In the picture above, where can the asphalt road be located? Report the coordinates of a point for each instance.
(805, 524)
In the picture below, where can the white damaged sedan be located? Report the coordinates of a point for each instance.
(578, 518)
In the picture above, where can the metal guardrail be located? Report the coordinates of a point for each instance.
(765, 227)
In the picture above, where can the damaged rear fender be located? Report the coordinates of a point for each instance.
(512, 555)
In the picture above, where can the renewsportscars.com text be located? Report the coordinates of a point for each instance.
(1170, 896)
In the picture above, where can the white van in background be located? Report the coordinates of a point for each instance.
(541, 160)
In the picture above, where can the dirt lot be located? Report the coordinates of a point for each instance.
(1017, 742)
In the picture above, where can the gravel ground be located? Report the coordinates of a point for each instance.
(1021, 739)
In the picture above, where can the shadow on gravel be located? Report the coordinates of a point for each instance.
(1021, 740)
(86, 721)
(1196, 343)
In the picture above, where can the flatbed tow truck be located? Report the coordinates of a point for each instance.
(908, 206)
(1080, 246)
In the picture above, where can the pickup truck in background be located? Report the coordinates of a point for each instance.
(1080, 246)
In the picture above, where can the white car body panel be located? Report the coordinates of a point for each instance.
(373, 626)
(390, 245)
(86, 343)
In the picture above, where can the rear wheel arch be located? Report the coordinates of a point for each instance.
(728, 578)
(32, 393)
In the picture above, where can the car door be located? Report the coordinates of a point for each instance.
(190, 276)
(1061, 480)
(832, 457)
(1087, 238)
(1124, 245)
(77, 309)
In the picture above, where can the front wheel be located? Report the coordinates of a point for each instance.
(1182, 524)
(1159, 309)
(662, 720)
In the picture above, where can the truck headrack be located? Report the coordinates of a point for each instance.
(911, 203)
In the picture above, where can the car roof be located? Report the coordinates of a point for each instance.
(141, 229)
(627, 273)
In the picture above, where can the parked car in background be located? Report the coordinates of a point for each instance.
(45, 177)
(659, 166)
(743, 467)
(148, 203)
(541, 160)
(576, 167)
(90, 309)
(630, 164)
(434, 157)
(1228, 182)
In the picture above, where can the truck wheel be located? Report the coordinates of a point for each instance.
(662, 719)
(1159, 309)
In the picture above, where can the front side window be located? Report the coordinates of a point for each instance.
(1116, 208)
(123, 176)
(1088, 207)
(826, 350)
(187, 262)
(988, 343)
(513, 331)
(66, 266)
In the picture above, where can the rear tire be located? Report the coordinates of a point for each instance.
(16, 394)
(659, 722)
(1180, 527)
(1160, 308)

━━━━━━

## [WHAT YOU NEED TO DO]
Rewrite the data above as a numbered list, from the line with "In the picture above, where can the dirt" up to and including the line with "(1196, 343)", leaving out any blank lines.

## [TASK ANSWER]
1. In the picture above, where can the dirt lot be located? Report the coordinates of a point for each instance.
2. (1017, 742)
3. In the picture above, where can the gravel ground be located? Report the coordinates of a point for each instance.
4. (1021, 739)
5. In the picture above, where can the shadow on gravel be located? Report the coordinates of a point for each instance.
6. (1021, 740)
7. (86, 721)
8. (1196, 343)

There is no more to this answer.